**Exercise materials**.
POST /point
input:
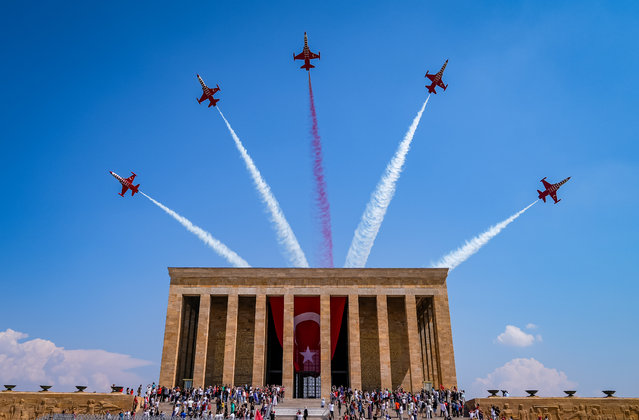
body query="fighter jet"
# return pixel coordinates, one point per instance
(208, 93)
(306, 55)
(551, 190)
(436, 79)
(126, 183)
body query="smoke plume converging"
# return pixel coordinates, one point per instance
(464, 252)
(321, 196)
(285, 235)
(373, 216)
(206, 237)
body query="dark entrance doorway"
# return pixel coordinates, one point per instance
(273, 353)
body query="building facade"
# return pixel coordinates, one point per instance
(308, 329)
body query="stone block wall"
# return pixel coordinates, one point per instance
(369, 343)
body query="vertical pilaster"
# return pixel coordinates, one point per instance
(354, 354)
(228, 371)
(414, 351)
(287, 345)
(444, 340)
(384, 342)
(171, 340)
(259, 345)
(325, 345)
(202, 340)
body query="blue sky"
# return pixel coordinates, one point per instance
(535, 89)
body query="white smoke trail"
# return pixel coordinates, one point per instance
(464, 252)
(373, 216)
(206, 237)
(285, 235)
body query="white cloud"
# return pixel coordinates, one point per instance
(520, 374)
(514, 336)
(35, 362)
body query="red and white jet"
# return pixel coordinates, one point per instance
(127, 183)
(306, 55)
(551, 190)
(208, 93)
(436, 79)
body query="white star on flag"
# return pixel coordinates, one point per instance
(308, 355)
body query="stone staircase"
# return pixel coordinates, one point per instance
(287, 410)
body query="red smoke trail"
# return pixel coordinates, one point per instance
(321, 198)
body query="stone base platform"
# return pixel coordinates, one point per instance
(31, 405)
(560, 408)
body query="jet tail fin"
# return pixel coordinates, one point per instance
(541, 196)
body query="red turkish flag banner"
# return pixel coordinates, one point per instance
(306, 333)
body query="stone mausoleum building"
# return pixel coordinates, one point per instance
(308, 328)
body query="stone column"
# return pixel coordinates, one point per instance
(202, 340)
(287, 345)
(325, 345)
(259, 345)
(384, 342)
(171, 340)
(414, 350)
(228, 371)
(444, 338)
(354, 353)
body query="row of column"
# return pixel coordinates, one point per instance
(171, 344)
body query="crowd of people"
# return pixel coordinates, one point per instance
(260, 403)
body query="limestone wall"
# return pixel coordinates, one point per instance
(31, 405)
(530, 408)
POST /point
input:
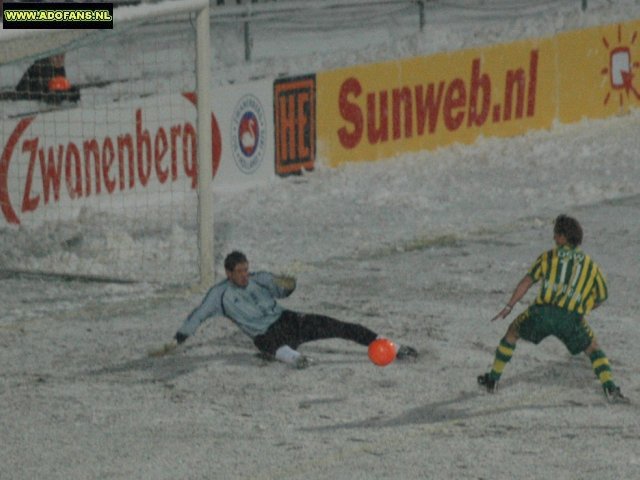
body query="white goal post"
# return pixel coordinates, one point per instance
(111, 186)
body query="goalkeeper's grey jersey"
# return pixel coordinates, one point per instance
(252, 308)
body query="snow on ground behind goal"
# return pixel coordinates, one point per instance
(424, 248)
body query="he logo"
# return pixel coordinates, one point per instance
(620, 69)
(295, 124)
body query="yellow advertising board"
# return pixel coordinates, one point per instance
(374, 111)
(597, 71)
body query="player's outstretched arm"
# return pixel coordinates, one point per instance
(521, 289)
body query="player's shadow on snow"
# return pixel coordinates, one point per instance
(466, 405)
(149, 369)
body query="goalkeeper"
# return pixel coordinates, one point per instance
(248, 300)
(572, 286)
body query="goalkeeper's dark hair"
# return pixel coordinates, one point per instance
(570, 228)
(233, 259)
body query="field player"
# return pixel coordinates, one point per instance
(249, 300)
(572, 286)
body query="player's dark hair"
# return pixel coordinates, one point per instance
(570, 228)
(233, 259)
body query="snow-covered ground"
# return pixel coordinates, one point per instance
(424, 248)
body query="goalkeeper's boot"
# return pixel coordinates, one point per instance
(302, 362)
(488, 382)
(614, 395)
(405, 351)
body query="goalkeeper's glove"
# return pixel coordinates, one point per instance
(180, 337)
(285, 282)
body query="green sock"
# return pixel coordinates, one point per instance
(504, 352)
(602, 369)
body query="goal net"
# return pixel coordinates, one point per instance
(99, 172)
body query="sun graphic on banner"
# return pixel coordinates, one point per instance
(620, 69)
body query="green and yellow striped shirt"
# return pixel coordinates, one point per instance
(570, 280)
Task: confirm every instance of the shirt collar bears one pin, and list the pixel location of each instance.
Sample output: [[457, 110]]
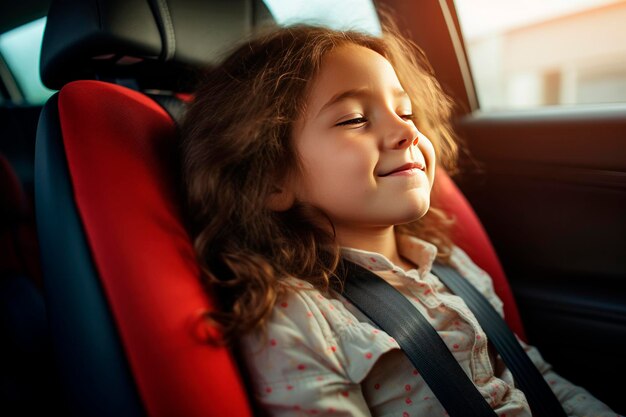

**Work to be completed**. List every line in the rows above that contains the string "player".

**Response to the task**.
body query="player's outstretched arm"
body query="player's shadow on snow"
body query="field player"
body query="player's dark hair"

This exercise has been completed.